### What is being asked:
State the number of lines below that contain the string "utility". Give only the number.

(Collected data entries)
┌──
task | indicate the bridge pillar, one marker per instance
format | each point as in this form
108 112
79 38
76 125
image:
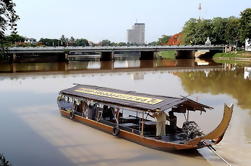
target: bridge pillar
66 58
146 64
107 56
13 68
63 66
13 58
185 54
146 55
106 65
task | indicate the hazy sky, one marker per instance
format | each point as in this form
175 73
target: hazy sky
109 19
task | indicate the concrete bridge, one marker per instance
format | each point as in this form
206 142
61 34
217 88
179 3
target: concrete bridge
107 53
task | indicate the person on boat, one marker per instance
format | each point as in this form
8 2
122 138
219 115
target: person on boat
83 108
173 122
160 123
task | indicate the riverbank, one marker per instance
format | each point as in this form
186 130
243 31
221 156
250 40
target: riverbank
239 55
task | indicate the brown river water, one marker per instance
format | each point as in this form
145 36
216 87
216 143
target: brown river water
34 133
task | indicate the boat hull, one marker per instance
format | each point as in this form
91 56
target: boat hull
146 141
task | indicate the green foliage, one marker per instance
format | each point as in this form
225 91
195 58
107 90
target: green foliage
245 24
230 30
8 16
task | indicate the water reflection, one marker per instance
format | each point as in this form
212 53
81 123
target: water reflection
28 102
215 82
102 65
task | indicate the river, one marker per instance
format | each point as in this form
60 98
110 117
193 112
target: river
34 133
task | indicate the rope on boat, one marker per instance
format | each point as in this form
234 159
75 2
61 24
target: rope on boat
210 147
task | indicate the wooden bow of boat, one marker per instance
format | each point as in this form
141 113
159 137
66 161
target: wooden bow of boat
217 134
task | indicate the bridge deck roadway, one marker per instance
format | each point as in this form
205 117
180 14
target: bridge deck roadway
17 50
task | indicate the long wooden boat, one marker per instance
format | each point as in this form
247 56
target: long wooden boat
125 114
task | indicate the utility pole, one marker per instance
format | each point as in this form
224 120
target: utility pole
200 8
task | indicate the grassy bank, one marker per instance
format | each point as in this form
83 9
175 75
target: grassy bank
167 54
232 55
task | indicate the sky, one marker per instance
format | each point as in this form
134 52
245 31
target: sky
97 20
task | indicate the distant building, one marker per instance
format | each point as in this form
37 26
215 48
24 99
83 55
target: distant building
136 35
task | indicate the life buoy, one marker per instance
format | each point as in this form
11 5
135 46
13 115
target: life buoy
115 131
71 115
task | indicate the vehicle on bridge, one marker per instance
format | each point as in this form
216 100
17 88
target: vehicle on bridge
129 115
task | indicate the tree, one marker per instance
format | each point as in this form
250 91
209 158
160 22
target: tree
14 38
245 25
232 30
8 16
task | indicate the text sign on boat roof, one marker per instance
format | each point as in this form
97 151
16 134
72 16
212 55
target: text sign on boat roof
140 99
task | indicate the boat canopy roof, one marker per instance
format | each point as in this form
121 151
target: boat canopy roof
132 99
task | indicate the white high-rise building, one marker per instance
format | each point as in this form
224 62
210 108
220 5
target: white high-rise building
136 35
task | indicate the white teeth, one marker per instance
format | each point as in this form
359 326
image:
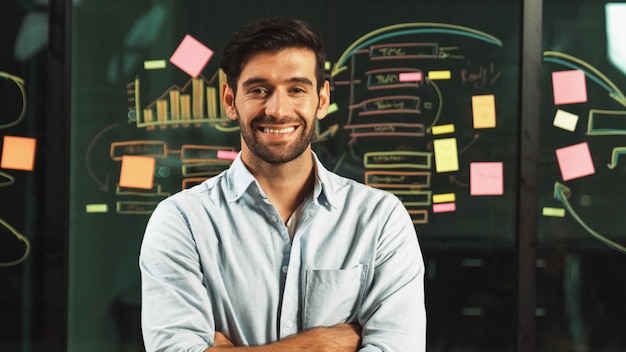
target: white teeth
282 131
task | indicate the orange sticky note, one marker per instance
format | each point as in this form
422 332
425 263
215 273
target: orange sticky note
191 56
486 179
137 171
575 161
569 87
444 207
18 153
484 111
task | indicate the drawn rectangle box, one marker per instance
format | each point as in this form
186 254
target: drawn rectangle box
398 179
202 153
396 129
412 198
204 169
606 122
404 51
418 216
135 207
400 104
156 149
397 159
391 78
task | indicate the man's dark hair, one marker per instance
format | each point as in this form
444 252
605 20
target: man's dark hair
271 35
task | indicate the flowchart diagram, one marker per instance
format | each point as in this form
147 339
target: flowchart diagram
590 150
18 155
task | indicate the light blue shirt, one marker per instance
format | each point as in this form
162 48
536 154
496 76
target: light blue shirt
217 257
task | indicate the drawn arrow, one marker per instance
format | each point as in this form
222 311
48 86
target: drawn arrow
19 237
615 155
6 179
20 84
103 184
562 194
407 29
590 71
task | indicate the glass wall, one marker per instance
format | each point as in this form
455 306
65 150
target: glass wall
99 122
425 105
582 197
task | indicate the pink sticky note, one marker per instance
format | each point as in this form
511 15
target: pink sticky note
191 56
410 77
227 154
569 87
444 207
137 171
575 161
486 179
18 153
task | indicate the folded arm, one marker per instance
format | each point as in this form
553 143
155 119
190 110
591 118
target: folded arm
338 338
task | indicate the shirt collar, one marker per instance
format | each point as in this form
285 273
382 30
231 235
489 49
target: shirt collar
240 181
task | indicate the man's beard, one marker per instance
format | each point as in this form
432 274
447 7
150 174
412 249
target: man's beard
285 153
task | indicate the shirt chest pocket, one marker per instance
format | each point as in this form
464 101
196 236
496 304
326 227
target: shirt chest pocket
332 296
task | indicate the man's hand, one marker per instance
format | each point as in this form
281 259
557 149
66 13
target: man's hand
337 338
221 340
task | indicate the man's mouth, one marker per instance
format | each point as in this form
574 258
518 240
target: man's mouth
278 131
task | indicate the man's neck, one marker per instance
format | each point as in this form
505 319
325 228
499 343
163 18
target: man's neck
287 185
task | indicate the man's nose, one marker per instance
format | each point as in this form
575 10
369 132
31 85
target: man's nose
278 104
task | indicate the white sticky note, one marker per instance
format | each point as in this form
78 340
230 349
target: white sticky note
565 120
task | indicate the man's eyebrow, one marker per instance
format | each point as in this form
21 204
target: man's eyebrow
259 80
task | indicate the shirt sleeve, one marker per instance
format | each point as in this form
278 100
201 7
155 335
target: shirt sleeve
176 313
393 315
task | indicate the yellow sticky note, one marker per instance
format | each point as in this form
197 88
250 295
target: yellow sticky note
154 64
553 212
137 171
18 153
484 111
332 108
446 155
443 129
97 208
444 198
439 75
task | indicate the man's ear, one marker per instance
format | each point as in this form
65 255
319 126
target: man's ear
324 101
228 101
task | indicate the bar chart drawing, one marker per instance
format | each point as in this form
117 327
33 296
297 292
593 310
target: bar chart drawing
194 103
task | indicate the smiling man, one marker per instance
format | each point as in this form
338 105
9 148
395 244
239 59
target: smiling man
277 253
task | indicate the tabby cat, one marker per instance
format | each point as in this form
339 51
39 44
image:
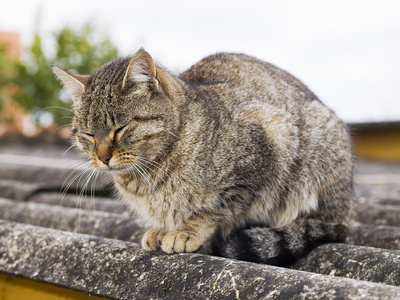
└──
### Exercise output:
2